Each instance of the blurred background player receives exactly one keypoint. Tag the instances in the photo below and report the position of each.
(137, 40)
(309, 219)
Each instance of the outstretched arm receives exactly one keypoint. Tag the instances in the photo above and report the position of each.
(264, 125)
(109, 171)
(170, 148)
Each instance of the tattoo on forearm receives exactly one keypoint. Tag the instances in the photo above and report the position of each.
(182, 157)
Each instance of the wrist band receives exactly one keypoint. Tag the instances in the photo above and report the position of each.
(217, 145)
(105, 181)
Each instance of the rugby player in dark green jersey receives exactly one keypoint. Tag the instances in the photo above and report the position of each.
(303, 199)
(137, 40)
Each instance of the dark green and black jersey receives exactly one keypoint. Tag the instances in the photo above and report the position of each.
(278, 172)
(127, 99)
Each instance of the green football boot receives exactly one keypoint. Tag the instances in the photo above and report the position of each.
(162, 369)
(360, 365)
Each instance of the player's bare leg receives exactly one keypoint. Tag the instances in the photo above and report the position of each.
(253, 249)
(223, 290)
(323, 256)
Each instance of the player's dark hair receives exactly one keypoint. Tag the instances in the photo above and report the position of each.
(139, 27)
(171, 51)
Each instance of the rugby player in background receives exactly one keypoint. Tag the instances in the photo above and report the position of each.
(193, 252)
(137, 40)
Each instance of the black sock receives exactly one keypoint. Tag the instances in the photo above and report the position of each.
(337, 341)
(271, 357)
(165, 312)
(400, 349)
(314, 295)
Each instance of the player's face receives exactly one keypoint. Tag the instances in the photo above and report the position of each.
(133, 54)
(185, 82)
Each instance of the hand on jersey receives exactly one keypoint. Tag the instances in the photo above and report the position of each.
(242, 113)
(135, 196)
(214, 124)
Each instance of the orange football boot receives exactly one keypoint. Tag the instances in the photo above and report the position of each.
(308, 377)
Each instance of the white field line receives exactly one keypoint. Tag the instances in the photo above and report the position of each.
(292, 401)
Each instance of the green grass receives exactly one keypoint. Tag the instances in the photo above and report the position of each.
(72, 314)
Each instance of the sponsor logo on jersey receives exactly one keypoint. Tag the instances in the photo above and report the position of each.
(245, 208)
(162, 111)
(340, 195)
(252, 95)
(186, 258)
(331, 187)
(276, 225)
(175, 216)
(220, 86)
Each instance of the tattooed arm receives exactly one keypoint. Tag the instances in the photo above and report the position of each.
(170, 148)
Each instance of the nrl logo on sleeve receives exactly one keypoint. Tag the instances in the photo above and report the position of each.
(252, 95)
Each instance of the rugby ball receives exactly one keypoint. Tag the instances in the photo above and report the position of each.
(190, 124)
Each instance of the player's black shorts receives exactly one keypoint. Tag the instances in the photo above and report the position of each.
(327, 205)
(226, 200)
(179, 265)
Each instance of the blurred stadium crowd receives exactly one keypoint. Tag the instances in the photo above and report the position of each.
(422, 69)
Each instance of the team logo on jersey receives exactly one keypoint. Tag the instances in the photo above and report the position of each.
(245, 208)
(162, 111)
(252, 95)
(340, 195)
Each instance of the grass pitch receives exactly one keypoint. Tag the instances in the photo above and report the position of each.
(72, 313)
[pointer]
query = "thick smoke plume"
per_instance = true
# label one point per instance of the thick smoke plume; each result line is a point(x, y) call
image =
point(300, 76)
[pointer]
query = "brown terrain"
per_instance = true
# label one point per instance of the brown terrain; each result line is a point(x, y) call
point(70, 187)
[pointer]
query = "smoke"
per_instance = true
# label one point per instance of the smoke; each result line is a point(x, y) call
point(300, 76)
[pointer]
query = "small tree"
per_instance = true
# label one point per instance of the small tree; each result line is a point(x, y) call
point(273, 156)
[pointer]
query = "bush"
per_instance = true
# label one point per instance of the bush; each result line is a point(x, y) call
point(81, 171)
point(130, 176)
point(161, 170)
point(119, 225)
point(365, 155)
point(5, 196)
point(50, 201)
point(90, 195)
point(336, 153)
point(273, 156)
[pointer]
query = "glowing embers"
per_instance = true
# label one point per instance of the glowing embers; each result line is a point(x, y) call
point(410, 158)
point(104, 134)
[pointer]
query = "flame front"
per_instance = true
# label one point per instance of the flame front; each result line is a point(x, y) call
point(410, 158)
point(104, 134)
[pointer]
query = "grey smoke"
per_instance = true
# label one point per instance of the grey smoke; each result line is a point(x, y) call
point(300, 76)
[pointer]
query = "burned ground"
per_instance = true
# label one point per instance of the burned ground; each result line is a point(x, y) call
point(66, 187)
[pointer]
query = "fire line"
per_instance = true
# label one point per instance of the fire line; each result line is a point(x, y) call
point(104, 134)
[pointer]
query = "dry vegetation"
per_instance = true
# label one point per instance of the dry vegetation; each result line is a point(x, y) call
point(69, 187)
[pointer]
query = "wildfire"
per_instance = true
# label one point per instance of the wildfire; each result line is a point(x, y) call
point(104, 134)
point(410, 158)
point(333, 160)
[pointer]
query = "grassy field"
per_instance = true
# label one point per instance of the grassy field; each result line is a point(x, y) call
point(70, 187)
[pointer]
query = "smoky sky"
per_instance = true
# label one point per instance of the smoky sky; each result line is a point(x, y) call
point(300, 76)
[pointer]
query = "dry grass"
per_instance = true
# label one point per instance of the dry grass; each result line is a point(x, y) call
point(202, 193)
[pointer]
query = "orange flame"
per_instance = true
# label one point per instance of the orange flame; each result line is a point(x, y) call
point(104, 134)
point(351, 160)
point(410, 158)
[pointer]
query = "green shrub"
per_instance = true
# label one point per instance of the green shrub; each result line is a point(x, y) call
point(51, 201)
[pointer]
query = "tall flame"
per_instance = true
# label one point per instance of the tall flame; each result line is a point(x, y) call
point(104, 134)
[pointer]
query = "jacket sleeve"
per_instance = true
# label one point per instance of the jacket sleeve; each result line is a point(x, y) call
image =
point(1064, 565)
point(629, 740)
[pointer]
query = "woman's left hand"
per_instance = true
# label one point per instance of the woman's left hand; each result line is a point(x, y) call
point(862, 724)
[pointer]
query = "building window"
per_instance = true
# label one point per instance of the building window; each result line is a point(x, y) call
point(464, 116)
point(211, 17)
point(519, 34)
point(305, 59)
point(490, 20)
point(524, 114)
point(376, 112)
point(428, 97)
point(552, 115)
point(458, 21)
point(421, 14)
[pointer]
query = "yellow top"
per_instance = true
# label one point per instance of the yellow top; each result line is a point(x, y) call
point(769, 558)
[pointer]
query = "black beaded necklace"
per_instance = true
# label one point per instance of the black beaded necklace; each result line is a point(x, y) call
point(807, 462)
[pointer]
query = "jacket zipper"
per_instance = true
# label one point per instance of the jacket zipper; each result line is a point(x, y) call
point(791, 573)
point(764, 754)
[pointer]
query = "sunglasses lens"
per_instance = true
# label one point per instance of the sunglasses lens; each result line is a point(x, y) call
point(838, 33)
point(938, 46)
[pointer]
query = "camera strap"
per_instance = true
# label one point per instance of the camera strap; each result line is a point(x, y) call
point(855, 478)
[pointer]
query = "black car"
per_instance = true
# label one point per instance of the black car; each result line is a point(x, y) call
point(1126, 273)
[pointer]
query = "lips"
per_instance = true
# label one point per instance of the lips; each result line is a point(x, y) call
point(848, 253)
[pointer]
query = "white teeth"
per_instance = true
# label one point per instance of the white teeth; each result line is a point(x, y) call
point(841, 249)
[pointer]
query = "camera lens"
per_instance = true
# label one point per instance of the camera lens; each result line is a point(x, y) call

■ ACTIVITY:
After reading through the material, print all of it again exactly.

■ RESPONSE TO THIS TASK:
Each instance of the blurred background player receives exactly one keypoint. Tag the instances in the photo below and report the position of each.
(137, 40)
(309, 219)
Each instance of the outstretched arm receives exactly one keypoint. Tag the instances in the photo above and report the position of each.
(264, 125)
(109, 171)
(170, 148)
Each instance of the tattoo on forearm receives exactly one keypoint. Tag the instances in the photo above and report the position of each.
(182, 157)
Each instance of the wrist band receives exactly one keypoint. Tag the instances in the photo above and report the position of each.
(217, 145)
(105, 181)
Each instance of the rugby player in dark green jersey receives exactly one keypoint. Tag the instances in the photo above and report the position of each.
(303, 199)
(137, 40)
Each instance of the dark green and black jersey receives exactly one keypoint. Tag the instances in the photo above and report the position of each.
(278, 172)
(127, 99)
Each instance of the green football boot receives exactly one keypoint. Tag the instances in the photo above and report the position of each.
(162, 369)
(360, 365)
Each instance of the player's bare leg receives exactly one keypoint. Tag the instances in the photo above and report the position of each.
(253, 249)
(223, 290)
(323, 256)
Each instance of the player's dark hair receives exactly one keypoint. Tag the instances in the photo above and report the position of each.
(139, 27)
(171, 51)
Each instance of the rugby player in background receives exactly one keypoint. Tag the instances in the photo above and report the position of each.
(193, 252)
(137, 40)
Each instance of the black sock receives exactly one keypoint. Tag the instances in the photo above and report the position of each.
(337, 341)
(271, 357)
(165, 312)
(400, 349)
(314, 295)
Each instance of the player's face receives exactly one keypoint. Tag the instances in the photo above and report the position of each.
(133, 54)
(185, 82)
Each instance of the hand on jersey receives exactly one keypoint. Tag the instances in the photo above and report the position of each.
(242, 113)
(135, 196)
(214, 124)
Each instance of the orange football boot receives exactly one keypoint. Tag the instances in the photo above and report the position of each.
(308, 377)
Each instance of the white field line receives exactly one keypoint. Tag the instances in the photo above and report the position of each.
(292, 401)
Each instance of the green grass receives exactly one keypoint. Tag the instances in the photo above and report the position of each.
(72, 314)
Each instance of the sponsor logo on jersey receives exactly one keypoint. Tag the instances in the photo above and report the position of each.
(245, 208)
(162, 111)
(340, 195)
(252, 95)
(186, 258)
(331, 187)
(276, 225)
(175, 216)
(220, 86)
Each instance of the tattooed arm receives exactly one keypoint. Tag the instances in the photo above and report the position of each.
(170, 148)
Each instance of the nrl logo on sleeve receives exactly one keypoint. Tag the instances in the photo above and report the position of each.
(252, 95)
Each instance of the rugby ball receives exactly one keypoint. Tag the instances in the photo above and report the position of each.
(190, 124)
Each instance of the player's black shorts receives exactly one keypoint. Tag the instances in the photo above and report the position of each.
(327, 205)
(226, 200)
(179, 265)
Each instance of the blurred stadium crowd receives exactly one keypoint. Tag the instances in the photo above and report the position of each.
(422, 69)
Each instance of the team logo on jersey receives exactly one keypoint. Tag the instances in the photo above and report the position of each.
(245, 208)
(162, 111)
(252, 95)
(340, 195)
Each instance of the grass pitch receives exactly one keypoint. Tag the instances in the photo above and report the position of each.
(72, 313)
[pointer]
query = "thick smoke plume"
per_instance = true
# label one point per instance of the thick smoke plume; each result line is a point(x, y) call
image =
point(300, 76)
[pointer]
query = "brown terrain"
per_instance = true
# label one point per instance of the brown terrain; each result line is a point(x, y) call
point(70, 187)
[pointer]
query = "smoke"
per_instance = true
# label one point per instance of the smoke; each result line is a point(x, y) call
point(300, 76)
[pointer]
query = "small tree"
per_instance = true
# label one point per instance of the small tree; each result line is a point(x, y) call
point(273, 156)
[pointer]
query = "bush"
per_instance = true
# label one point per instance of the bush; each result line is a point(x, y) call
point(81, 171)
point(130, 176)
point(161, 170)
point(119, 225)
point(365, 155)
point(5, 196)
point(50, 201)
point(90, 195)
point(336, 153)
point(273, 156)
[pointer]
query = "glowing embers"
per_instance = true
# label one point per instance of the glowing embers; each result line is a point(x, y) call
point(410, 158)
point(104, 134)
[pointer]
query = "flame front"
per_instance = true
# label one point per instance of the flame front; each result line is a point(x, y) call
point(410, 158)
point(104, 134)
[pointer]
query = "grey smoke"
per_instance = true
# label one point per instance of the grey smoke; each result line is a point(x, y) call
point(300, 76)
[pointer]
query = "burned ground"
per_instance = true
# label one point per instance of the burned ground; each result line is a point(x, y) call
point(66, 187)
[pointer]
query = "fire line"
per_instance = true
# label one point per instance of the fire line; each result line is a point(x, y) call
point(104, 134)
[pointer]
query = "dry vegetation"
per_instance = true
# label one point per instance of the dry vegetation; each result line is a point(x, y) call
point(69, 187)
[pointer]
query = "wildfire"
per_instance = true
# label one point per instance of the wildfire; each result line is a point(x, y) call
point(104, 134)
point(410, 158)
point(333, 160)
[pointer]
query = "grassy field"
per_instance = true
# label one point per instance of the grassy field; each result line is a point(x, y) call
point(70, 187)
[pointer]
query = "smoky sky"
per_instance = true
# label one point per instance of the smoky sky; each result line is a point(x, y) call
point(300, 76)
[pointer]
query = "dry grass"
per_instance = true
# label one point per instance of the dry grass; each result line is a point(x, y) call
point(202, 193)
[pointer]
query = "orange flame"
per_instance = true
# label one point per instance of the orange flame; each result line is a point(x, y) call
point(104, 134)
point(351, 160)
point(410, 158)
[pointer]
query = "green shrub"
per_instance = true
# label one point per instance of the green shrub; each result line is a point(x, y) call
point(51, 201)
[pointer]
query = "tall flame"
per_instance = true
# label one point per instance of the tall flame; each result line is a point(x, y) call
point(104, 134)
[pointer]
query = "jacket sleeve"
per_instance = true
# label one point per instance of the jacket sleeve; each result line is a point(x, y) call
image =
point(1064, 565)
point(629, 740)
[pointer]
query = "woman's left hand"
per_instance = true
# label one point per instance of the woman's left hand; each result line is a point(x, y) call
point(862, 724)
[pointer]
query = "building window"
per_instance = true
# label one point per instance of the building window; each result line is a point(x, y) call
point(464, 116)
point(211, 17)
point(519, 34)
point(305, 59)
point(490, 20)
point(524, 114)
point(376, 112)
point(428, 97)
point(552, 115)
point(458, 21)
point(421, 14)
[pointer]
query = "yellow top"
per_instance = true
# label one point per instance of the yellow top; each result line is a point(x, y) call
point(769, 558)
[pointer]
query = "black beaded necklace"
per_instance = true
# label one point per instance of the black beaded necklace; each result line is a point(x, y) call
point(807, 462)
[pointer]
query = "jacket zipper"
per_instance = true
# label one point per instance of the jacket zipper; each result line is a point(x, y) call
point(791, 573)
point(764, 754)
[pointer]
query = "sunglasses lens"
per_instance = true
# label one point per instance of the sunglasses lens; each result line is a point(x, y) call
point(838, 33)
point(938, 46)
[pointer]
query = "camera strap"
per_instance = true
# label one point per instance of the camera strap; each result line is a point(x, y) call
point(855, 478)
[pointer]
query = "black car"
per_instance = true
# label one point per instance of the black car; each result line is a point(x, y) call
point(1126, 273)
[pointer]
query = "lips"
per_instance = true
# label one point per instance of the lips; each result line is a point(x, y) call
point(848, 253)
[pointer]
query = "white teeth"
per_instance = true
# label one point per instance of the white teeth; each result line is a point(x, y) call
point(841, 249)
[pointer]
query = "camera lens"
per_instance = true
# label one point per instance of the camera lens; each result line is a point(x, y) call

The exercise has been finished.